▶ **Available data**
Content starts
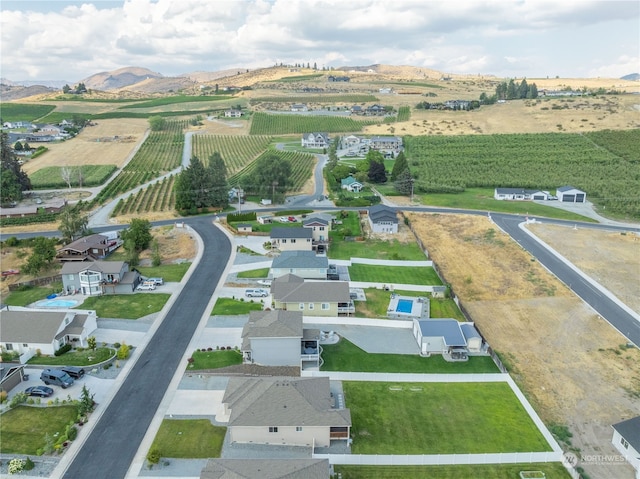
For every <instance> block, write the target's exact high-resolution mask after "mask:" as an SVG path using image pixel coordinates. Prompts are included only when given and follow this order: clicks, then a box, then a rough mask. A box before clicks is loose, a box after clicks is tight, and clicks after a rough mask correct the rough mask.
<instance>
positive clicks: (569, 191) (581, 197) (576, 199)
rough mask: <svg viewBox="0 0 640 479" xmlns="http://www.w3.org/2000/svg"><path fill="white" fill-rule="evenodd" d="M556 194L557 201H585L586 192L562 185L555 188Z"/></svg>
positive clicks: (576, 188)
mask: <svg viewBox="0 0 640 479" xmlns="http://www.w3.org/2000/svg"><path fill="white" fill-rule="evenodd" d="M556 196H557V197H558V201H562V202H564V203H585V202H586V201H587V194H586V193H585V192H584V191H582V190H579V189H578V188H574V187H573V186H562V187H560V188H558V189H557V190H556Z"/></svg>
Content ends
Content starts
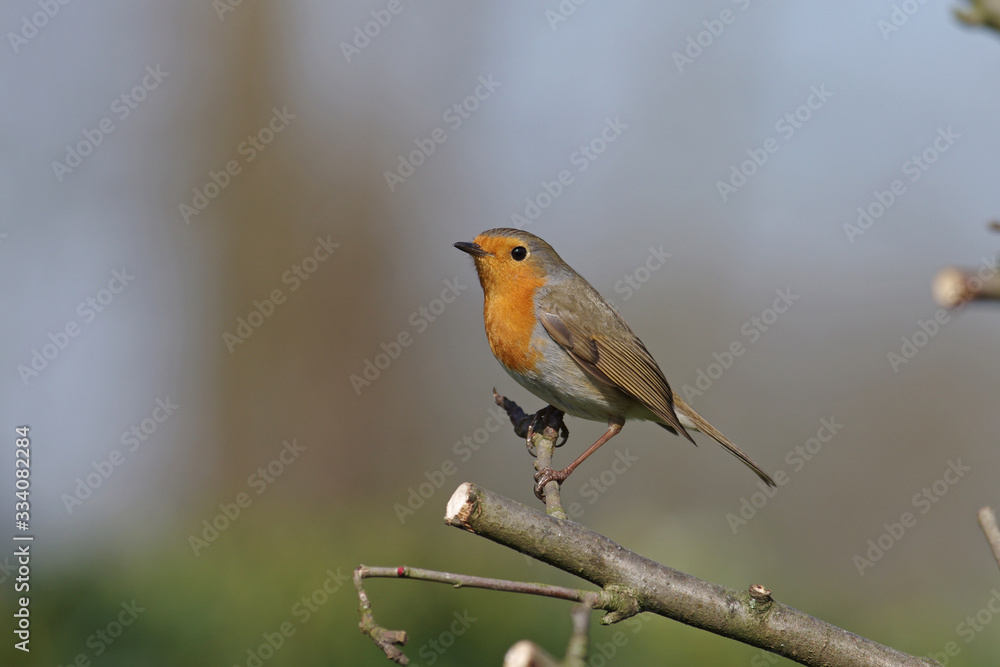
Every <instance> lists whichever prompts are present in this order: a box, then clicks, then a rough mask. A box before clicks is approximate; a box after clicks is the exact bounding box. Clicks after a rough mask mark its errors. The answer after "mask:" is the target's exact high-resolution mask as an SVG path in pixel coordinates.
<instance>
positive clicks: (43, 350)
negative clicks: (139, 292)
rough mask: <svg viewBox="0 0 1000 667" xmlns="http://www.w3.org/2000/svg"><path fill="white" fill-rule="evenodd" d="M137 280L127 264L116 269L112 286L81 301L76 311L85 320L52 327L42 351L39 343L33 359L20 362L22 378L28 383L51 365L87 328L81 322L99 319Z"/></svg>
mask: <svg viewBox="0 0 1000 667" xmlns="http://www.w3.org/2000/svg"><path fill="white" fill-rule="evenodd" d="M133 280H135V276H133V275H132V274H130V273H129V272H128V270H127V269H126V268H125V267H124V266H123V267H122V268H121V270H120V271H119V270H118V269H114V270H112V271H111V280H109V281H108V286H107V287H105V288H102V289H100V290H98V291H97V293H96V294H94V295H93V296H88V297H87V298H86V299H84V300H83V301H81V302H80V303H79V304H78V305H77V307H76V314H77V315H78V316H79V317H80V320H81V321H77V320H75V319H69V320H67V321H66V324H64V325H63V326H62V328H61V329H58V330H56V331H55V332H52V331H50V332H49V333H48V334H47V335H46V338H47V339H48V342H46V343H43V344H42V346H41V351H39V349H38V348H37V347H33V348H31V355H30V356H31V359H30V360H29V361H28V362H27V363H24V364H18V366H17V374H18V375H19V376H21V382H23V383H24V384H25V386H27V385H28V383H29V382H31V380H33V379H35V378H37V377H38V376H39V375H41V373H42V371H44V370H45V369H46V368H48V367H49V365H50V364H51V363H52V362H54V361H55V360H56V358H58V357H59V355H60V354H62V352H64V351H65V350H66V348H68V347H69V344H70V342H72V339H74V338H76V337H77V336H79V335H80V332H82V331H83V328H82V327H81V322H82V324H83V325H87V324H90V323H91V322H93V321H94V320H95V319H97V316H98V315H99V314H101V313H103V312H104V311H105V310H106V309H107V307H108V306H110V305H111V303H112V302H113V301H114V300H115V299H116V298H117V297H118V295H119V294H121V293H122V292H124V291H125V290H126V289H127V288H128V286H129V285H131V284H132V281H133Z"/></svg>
Content ends
Content starts
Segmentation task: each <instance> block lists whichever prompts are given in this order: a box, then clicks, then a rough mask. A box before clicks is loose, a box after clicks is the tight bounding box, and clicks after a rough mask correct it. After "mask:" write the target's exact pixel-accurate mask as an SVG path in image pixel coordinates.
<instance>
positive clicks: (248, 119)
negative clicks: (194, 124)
Content ends
Repeat the listing verbatim, starting with the line that contains "Segmentation task: each" and going on through the line that contains "negative clicks: (194, 124)".

▶ **Exercise answer**
Segmentation task: each <instance> block lists whichever prompts are given in this order: a box, then clicks, then a rough mask. A box before clicks is loose, a box after clicks is the tight bounding box, and clicks after a rough mask correct it. After "mask:" write the target's exact pixel-accurate mask as an SVG path in image pixel coordinates.
<instance>
positive clicks: (248, 119)
negative clicks: (194, 124)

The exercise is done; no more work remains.